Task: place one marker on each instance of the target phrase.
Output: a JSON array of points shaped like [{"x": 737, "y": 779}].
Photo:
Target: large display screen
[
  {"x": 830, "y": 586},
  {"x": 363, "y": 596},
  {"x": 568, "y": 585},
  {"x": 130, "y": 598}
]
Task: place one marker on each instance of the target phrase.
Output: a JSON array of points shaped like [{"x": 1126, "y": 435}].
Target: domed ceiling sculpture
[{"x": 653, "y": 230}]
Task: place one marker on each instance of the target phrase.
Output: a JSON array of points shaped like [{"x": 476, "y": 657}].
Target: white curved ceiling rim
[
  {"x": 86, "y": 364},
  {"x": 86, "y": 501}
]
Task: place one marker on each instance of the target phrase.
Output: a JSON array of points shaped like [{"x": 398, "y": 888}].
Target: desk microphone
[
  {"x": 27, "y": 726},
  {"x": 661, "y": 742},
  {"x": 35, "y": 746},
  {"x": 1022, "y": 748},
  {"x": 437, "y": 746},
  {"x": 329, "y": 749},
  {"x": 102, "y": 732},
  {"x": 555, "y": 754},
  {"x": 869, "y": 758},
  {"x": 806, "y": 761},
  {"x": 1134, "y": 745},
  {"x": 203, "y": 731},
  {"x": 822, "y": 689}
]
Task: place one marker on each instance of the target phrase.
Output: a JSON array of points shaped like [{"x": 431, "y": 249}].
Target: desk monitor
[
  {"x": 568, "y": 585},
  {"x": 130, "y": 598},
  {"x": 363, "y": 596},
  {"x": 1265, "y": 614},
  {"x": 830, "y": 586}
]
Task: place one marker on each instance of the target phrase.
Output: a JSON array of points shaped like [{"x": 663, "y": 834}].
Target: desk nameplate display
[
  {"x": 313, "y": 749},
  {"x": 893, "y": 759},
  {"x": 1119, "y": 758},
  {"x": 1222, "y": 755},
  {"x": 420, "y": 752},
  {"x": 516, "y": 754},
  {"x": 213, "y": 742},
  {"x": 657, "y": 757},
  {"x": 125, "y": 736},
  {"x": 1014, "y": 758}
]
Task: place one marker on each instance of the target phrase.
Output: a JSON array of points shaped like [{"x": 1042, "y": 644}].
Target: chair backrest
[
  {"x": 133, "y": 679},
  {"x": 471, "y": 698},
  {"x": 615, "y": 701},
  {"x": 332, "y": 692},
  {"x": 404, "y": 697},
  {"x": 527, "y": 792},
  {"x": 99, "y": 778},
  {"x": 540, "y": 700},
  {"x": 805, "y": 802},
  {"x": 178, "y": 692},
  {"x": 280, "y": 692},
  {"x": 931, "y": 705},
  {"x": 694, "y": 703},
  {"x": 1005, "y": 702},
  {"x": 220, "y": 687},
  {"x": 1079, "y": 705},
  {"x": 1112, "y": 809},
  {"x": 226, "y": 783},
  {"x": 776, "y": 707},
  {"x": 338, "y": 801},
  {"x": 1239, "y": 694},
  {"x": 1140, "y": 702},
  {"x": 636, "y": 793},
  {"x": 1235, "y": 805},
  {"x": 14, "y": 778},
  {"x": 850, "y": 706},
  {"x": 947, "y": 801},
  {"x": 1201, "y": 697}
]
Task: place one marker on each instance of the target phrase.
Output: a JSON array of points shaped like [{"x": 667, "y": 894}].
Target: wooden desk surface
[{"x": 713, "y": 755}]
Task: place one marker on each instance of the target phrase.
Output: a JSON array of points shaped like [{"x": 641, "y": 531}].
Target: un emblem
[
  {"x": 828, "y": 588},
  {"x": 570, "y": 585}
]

..........

> [Request] Please output the entire listing exactly as it stands.

> [Answer to this exercise]
Task: place one marker on each instance of the target phrase.
Output: a JSON array of points shaped like [{"x": 737, "y": 779}].
Photo:
Target: large display screen
[
  {"x": 830, "y": 586},
  {"x": 363, "y": 596},
  {"x": 568, "y": 585},
  {"x": 130, "y": 598}
]
Task: place one marker on each instance of the target phrase.
Output: a JSON array of points shaped like [{"x": 1126, "y": 435}].
Target: domed ceiling sculpture
[{"x": 653, "y": 230}]
Task: place one marker on each instance of the target phrase.
Output: a JSON array of points shaped like [{"x": 476, "y": 657}].
Target: white curved ceiling rim
[
  {"x": 86, "y": 364},
  {"x": 86, "y": 501}
]
Task: place one marker on each instance of the target phrase.
Output: a JSON array of points shaped like [{"x": 398, "y": 888}].
Target: desk microphone
[
  {"x": 27, "y": 726},
  {"x": 661, "y": 742},
  {"x": 35, "y": 746},
  {"x": 1022, "y": 748},
  {"x": 437, "y": 746},
  {"x": 329, "y": 749},
  {"x": 102, "y": 732},
  {"x": 555, "y": 754},
  {"x": 869, "y": 758},
  {"x": 806, "y": 761},
  {"x": 1134, "y": 745},
  {"x": 203, "y": 731},
  {"x": 822, "y": 689}
]
Task: place one marker on each instance of the target phrase.
Output: a JSON array of points shaped like [{"x": 431, "y": 249}].
Target: desk monitor
[
  {"x": 568, "y": 585},
  {"x": 130, "y": 598},
  {"x": 363, "y": 596},
  {"x": 1265, "y": 614},
  {"x": 830, "y": 586}
]
Task: place one marker on each instance of the target phrase.
Output: a JSON array of points shaped like [{"x": 663, "y": 834}].
Target: desk nameplate display
[
  {"x": 313, "y": 749},
  {"x": 893, "y": 759},
  {"x": 1119, "y": 758},
  {"x": 1222, "y": 755},
  {"x": 420, "y": 752},
  {"x": 516, "y": 754},
  {"x": 213, "y": 742},
  {"x": 657, "y": 757},
  {"x": 125, "y": 736},
  {"x": 1014, "y": 758}
]
Task: place one marker on each instance of the target phrase.
Output: a JSON array of points shaped like [{"x": 1042, "y": 644}].
Target: chair backrest
[
  {"x": 133, "y": 679},
  {"x": 471, "y": 698},
  {"x": 615, "y": 701},
  {"x": 332, "y": 692},
  {"x": 404, "y": 697},
  {"x": 527, "y": 792},
  {"x": 99, "y": 778},
  {"x": 540, "y": 700},
  {"x": 805, "y": 802},
  {"x": 178, "y": 692},
  {"x": 280, "y": 692},
  {"x": 931, "y": 705},
  {"x": 694, "y": 703},
  {"x": 1005, "y": 702},
  {"x": 220, "y": 687},
  {"x": 1079, "y": 705},
  {"x": 1112, "y": 809},
  {"x": 226, "y": 783},
  {"x": 776, "y": 707},
  {"x": 338, "y": 801},
  {"x": 1239, "y": 694},
  {"x": 1140, "y": 702},
  {"x": 636, "y": 793},
  {"x": 1235, "y": 805},
  {"x": 14, "y": 778},
  {"x": 850, "y": 706},
  {"x": 947, "y": 801},
  {"x": 1201, "y": 697}
]
Task: place one marker on each instance of the target phrase.
Output: a JSON array of points shaped like [{"x": 667, "y": 894}].
Target: wooden desk surface
[{"x": 713, "y": 755}]
Task: place one marker on each instance of the target phrase.
Output: a JSON array of points shaped like [{"x": 641, "y": 531}].
Target: un emblem
[
  {"x": 828, "y": 588},
  {"x": 570, "y": 585}
]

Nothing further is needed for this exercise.